Joined: Fri Feb 24, 2006 2:21 am
Posts: 541
Location: Yardley, PA (near Phila)
NH0401 wrote:
At the risk of veering even further off-topic:

The floating bolster style 3 motor trucks (GE FB-3 and EMD HTC) are not suitable for high speed service due to stiff primary suspension (elastomeric/steel "sandwiches) and the high unsprung weight of 3 motors. Lateral (yaw)forces of high magnitude (on account of the overall weight of the vehicle) are transmitted direct to the track structure, which can overturn rails.


Continuing slightly off topic - and certainly a somewhat vague extra credit question -
How did the GG-1 perform - what were it's strengths and weaknesses in regards to it's 2-C+C-2 wheel arrangement and motor locations? What was it's top speed - it's recorded top speed on the Corridor? And I suppose, in a related question, the wheel arrangement of the AEM-7, a "Bo-bo" format.

Given exercise:
Duplicate the part of the locomotive truck post that begins at the words "Joined: Fri Feb" and stops after the words "can overturn rails.". Answer from the text alone, with no outside knowledge.

Material:
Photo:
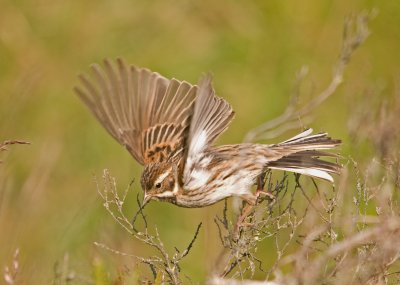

Result of this exercise:
Joined: Fri Feb 24, 2006 2:21 am
Posts: 541
Location: Yardley, PA (near Phila)
NH0401 wrote:
At the risk of veering even further off-topic:

The floating bolster style 3 motor trucks (GE FB-3 and EMD HTC) are not suitable for high speed service due to stiff primary suspension (elastomeric/steel "sandwiches) and the high unsprung weight of 3 motors. Lateral (yaw)forces of high magnitude (on account of the overall weight of the vehicle) are transmitted direct to the track structure, which can overturn rails.